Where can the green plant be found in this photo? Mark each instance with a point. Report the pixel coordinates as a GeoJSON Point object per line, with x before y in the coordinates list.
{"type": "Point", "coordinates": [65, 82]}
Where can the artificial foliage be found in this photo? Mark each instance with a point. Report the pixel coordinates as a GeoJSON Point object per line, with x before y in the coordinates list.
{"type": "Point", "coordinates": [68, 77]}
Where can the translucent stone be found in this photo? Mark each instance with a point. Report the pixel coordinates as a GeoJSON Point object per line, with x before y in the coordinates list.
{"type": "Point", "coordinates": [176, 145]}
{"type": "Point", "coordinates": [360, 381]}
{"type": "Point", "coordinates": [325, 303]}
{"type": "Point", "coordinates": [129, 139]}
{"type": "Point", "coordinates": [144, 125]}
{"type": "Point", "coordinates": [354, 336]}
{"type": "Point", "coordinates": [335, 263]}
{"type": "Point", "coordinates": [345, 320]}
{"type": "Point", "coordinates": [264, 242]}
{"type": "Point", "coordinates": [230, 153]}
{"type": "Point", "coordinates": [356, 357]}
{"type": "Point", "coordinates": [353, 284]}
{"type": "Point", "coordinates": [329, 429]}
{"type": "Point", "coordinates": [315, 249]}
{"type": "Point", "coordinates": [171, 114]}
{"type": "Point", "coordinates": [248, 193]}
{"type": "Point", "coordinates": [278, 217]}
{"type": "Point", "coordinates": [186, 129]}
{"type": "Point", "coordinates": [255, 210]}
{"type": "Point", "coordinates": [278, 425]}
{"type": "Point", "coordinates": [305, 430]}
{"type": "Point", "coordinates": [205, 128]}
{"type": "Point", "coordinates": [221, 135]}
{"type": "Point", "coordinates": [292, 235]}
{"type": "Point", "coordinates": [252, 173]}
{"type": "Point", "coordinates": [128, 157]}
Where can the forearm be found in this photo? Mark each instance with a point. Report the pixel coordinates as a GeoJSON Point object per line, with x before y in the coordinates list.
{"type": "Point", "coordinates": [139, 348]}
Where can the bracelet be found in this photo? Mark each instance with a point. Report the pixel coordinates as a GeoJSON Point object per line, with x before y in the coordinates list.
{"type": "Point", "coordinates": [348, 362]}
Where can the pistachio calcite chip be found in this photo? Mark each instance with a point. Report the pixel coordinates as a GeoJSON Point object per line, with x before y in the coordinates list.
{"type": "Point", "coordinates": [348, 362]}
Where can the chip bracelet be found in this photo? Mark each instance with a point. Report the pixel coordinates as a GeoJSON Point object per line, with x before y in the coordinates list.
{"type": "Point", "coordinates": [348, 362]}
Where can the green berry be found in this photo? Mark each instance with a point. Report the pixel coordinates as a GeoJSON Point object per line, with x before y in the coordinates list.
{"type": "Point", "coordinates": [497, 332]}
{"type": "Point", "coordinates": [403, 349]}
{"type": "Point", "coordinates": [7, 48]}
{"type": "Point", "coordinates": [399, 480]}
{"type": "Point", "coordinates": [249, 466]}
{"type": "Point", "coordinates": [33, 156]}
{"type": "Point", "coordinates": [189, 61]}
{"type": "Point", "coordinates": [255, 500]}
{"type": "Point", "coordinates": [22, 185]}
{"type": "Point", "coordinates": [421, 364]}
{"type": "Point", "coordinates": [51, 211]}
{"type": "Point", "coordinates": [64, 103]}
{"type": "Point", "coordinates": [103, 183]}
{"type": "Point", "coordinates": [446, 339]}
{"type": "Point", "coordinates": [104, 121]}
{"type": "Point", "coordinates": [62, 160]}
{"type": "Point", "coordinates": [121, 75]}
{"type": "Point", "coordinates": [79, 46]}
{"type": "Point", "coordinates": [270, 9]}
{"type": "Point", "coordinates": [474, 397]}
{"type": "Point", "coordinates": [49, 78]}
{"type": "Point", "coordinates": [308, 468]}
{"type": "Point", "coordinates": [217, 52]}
------------------------------------------------
▸ What the exercise asks
Make an exact copy of the data above.

▸ Exercise solution
Where can the green plant be found in this photo? Mark each instance with a point. Report the pixel coordinates as a GeoJSON Point object per line, with x before y in the coordinates list.
{"type": "Point", "coordinates": [65, 82]}
Where can the artificial foliage be found in this photo? Mark each instance with a point. Report the pixel coordinates as a GeoJSON Point object per line, with x before y in the coordinates list.
{"type": "Point", "coordinates": [68, 77]}
Where can the translucent stone be found in this photo? Mark each instance with a point. Report the pixel coordinates as a GeoJSON Point object per line, with x before y in the coordinates list.
{"type": "Point", "coordinates": [176, 145]}
{"type": "Point", "coordinates": [360, 381]}
{"type": "Point", "coordinates": [325, 303]}
{"type": "Point", "coordinates": [129, 139]}
{"type": "Point", "coordinates": [144, 125]}
{"type": "Point", "coordinates": [354, 336]}
{"type": "Point", "coordinates": [335, 263]}
{"type": "Point", "coordinates": [345, 320]}
{"type": "Point", "coordinates": [264, 242]}
{"type": "Point", "coordinates": [230, 153]}
{"type": "Point", "coordinates": [356, 357]}
{"type": "Point", "coordinates": [353, 284]}
{"type": "Point", "coordinates": [329, 429]}
{"type": "Point", "coordinates": [315, 249]}
{"type": "Point", "coordinates": [171, 114]}
{"type": "Point", "coordinates": [248, 193]}
{"type": "Point", "coordinates": [278, 217]}
{"type": "Point", "coordinates": [186, 129]}
{"type": "Point", "coordinates": [255, 210]}
{"type": "Point", "coordinates": [278, 425]}
{"type": "Point", "coordinates": [305, 430]}
{"type": "Point", "coordinates": [205, 128]}
{"type": "Point", "coordinates": [221, 135]}
{"type": "Point", "coordinates": [292, 235]}
{"type": "Point", "coordinates": [252, 173]}
{"type": "Point", "coordinates": [128, 157]}
Where can the forearm be found in this photo? Mark each instance with a point. Report the pixel coordinates as a GeoJSON Point object per line, with x before y in the coordinates list.
{"type": "Point", "coordinates": [139, 348]}
Where can the bracelet be found in this photo? Mark each instance with a point. Report the pixel coordinates as a GeoJSON Point object per line, with x before y in the coordinates list.
{"type": "Point", "coordinates": [348, 362]}
Where can the pistachio calcite chip be found in this photo? Mark each instance with a point. Report the pixel coordinates as a GeoJSON Point object per line, with x before y in the coordinates list.
{"type": "Point", "coordinates": [348, 362]}
Where can the chip bracelet be found in this photo? Mark each instance with a point. Report the pixel coordinates as a GeoJSON Point object per line, with x before y in the coordinates list.
{"type": "Point", "coordinates": [348, 362]}
Where can the green berry be found in this photo? Mark each instance with a point. Report the pixel coordinates as a GeoJSON Point object per line, with x before y in the coordinates list.
{"type": "Point", "coordinates": [497, 332]}
{"type": "Point", "coordinates": [403, 349]}
{"type": "Point", "coordinates": [7, 48]}
{"type": "Point", "coordinates": [399, 480]}
{"type": "Point", "coordinates": [249, 466]}
{"type": "Point", "coordinates": [33, 156]}
{"type": "Point", "coordinates": [189, 61]}
{"type": "Point", "coordinates": [255, 500]}
{"type": "Point", "coordinates": [22, 185]}
{"type": "Point", "coordinates": [421, 364]}
{"type": "Point", "coordinates": [51, 211]}
{"type": "Point", "coordinates": [64, 103]}
{"type": "Point", "coordinates": [103, 183]}
{"type": "Point", "coordinates": [446, 339]}
{"type": "Point", "coordinates": [104, 121]}
{"type": "Point", "coordinates": [62, 160]}
{"type": "Point", "coordinates": [121, 75]}
{"type": "Point", "coordinates": [79, 46]}
{"type": "Point", "coordinates": [270, 9]}
{"type": "Point", "coordinates": [474, 397]}
{"type": "Point", "coordinates": [49, 78]}
{"type": "Point", "coordinates": [308, 468]}
{"type": "Point", "coordinates": [217, 52]}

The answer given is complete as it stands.